[start of Given passage]
Bonnie Jo Campbell (born September 14, 1962) is an American novelist and short story writer. Her most recent work is The Waters, published with W. W. Norton and Company.

==Life and work==
Campbell was born and raised in Comstock Township, Michigan. She graduated from Comstock High School in 1980 and received a BA in philosophy from the University of Chicago in 1984. From Western Michigan University, she received an MA in mathematics in 1995 and an MFA in creative writing in 1998. She has traveled with the Ringling Bros. and Barnum & Bailey Circus, and has organized adventure bicycle tours in Eastern Europe and Russia.

Campbell teaches fiction at Pacific University in Forest Grove, Oregon, in the low-residency MFA program. Campbell lives outside Kalamazoo, Michigan, with her husband, Christopher Magson.

Her stories and essays have appeared in Ontario Review, Story, The Kenyon Review, Witness, The Alaska Quarterly Review, Michigan Quarterly Review, Mid-American Review, and Utne Reader. In 1999, her story "Shifting Gears" was the official story of the Detroit Automobile Dealers' Association Show. Campbell's literary work has been recognized and highlighted at Michigan State University at their Michigan Writers Series.

She was a finalist for the 2009 National Book Award for Fiction for and the National Book Critics Circle Award for Fiction her short story collection American Salvage, which The Kansas City Star named a Top Six Book of 2009. She has won a Pushcart Prize for her story "The Smallest Man in the World", the 1998 Associated Writing Programs Award for short fiction (for Women & Other Animals), and the 2009 Eudora Welty Prize from The Southern Review for "The Inventor, 1972".
[end of Given passage]
[start of Extracted entries]
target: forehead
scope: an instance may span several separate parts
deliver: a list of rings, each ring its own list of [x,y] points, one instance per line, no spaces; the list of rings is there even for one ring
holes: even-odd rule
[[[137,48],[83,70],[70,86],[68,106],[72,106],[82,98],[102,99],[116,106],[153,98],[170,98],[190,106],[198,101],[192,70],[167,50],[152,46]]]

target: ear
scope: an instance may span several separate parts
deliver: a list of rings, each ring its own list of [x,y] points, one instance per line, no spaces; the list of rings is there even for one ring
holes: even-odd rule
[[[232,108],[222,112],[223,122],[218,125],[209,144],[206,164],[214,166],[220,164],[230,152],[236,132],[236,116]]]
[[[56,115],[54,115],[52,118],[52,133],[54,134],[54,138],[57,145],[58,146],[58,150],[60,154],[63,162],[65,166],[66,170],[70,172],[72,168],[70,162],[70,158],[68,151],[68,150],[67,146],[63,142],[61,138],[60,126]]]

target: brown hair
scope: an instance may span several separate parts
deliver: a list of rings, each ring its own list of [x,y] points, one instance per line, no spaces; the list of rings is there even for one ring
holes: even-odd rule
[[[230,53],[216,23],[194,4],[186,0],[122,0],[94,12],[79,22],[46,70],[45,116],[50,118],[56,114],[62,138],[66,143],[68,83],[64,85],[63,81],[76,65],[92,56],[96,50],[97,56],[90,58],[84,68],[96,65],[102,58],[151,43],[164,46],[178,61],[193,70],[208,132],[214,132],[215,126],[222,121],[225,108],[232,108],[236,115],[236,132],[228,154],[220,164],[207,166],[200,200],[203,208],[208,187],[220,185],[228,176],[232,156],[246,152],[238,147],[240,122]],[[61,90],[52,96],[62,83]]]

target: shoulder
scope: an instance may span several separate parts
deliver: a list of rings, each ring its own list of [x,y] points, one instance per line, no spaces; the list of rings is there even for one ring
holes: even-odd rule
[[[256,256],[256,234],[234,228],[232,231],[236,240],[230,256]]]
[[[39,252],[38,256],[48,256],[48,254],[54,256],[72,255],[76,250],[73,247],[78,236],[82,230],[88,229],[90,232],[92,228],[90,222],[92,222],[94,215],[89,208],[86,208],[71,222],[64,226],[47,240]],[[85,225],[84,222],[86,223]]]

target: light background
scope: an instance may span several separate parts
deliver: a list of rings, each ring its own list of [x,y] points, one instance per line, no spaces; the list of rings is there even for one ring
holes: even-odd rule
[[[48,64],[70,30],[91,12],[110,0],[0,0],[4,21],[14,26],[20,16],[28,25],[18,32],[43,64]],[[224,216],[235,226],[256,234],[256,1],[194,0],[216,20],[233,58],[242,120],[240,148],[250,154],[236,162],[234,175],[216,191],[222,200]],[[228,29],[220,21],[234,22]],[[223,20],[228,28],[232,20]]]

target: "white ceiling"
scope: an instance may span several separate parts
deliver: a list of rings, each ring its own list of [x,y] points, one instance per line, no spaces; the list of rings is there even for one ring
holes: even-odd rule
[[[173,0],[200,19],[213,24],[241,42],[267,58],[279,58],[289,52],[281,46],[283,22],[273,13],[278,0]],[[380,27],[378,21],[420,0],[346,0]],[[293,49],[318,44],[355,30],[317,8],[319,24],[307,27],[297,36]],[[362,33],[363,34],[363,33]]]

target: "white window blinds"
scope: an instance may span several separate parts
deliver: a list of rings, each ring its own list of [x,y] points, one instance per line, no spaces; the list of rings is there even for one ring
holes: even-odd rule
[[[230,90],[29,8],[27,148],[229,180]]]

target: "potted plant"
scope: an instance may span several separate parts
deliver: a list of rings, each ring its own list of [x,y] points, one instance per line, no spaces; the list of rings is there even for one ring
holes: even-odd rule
[end of Extracted entries]
- Requirements:
a) According to the Bonnie Jo Campbell biography, where does she teach fiction?
b) Check each statement against the Bonnie Jo Campbell biography and answer yes or no, quoting the words that decide it.
(i) Campbell earned an MA in mathematics from Western Michigan University.
(ii) Campbell graduated from Comstock High School in 1984.
(iii) In 1999, her story "Shifting Gears" was the official story of the Detroit Automobile Dealers' Association Show.
c) Write the next part of the Bonnie Jo Campbell biography, picking up right after its final sentence.

- Written responses:
a) She teaches fiction in the low-residency MFA program at Pacific University in Forest Grove, Oregon.

b)
(i) Yes: "From Western Michigan University, she received an MA in mathematics in 1995"
(ii) No: "She graduated from Comstock High School in 1980"
(iii) Yes: "In 1999, her story "Shifting Gears" was the official story of the Detroit Automobile Dealers' Association Show."

c)
In 2009, her manuscript "Love Letters to Sons of Bitches" won the Center for Book Arts' Poetry Chapbook Competition.

The Waters was featured as a "Read With Jenna" selection by Jenna Bush Hager. Campbell also appeared on The Today Show to discuss the book.

The Waters was named to The Washington Posts "50 Notable Works of Fiction from 2024."

==Bibliography==

===Short story collections===
- Campbell, Bonnie Jo (1999). "Women & Other Animals"
- Campbell, Bonnie Jo (2009). "American Salvage"
- Campbell, Bonnie Jo (2015). "Mothers, Tell Your Daughters"

===Novels===
- Campbell, Bonnie Jo (2003). "Q Road"
- Campbell, Bonnie Jo (2011). "Once Upon a River"
- Campbell, Bonnie Jo (2024). "The Waters"

===Poetry Chapbooks===
- Campbell, Bonnie Jo (2009). "Love Letters to Sons of Bitches"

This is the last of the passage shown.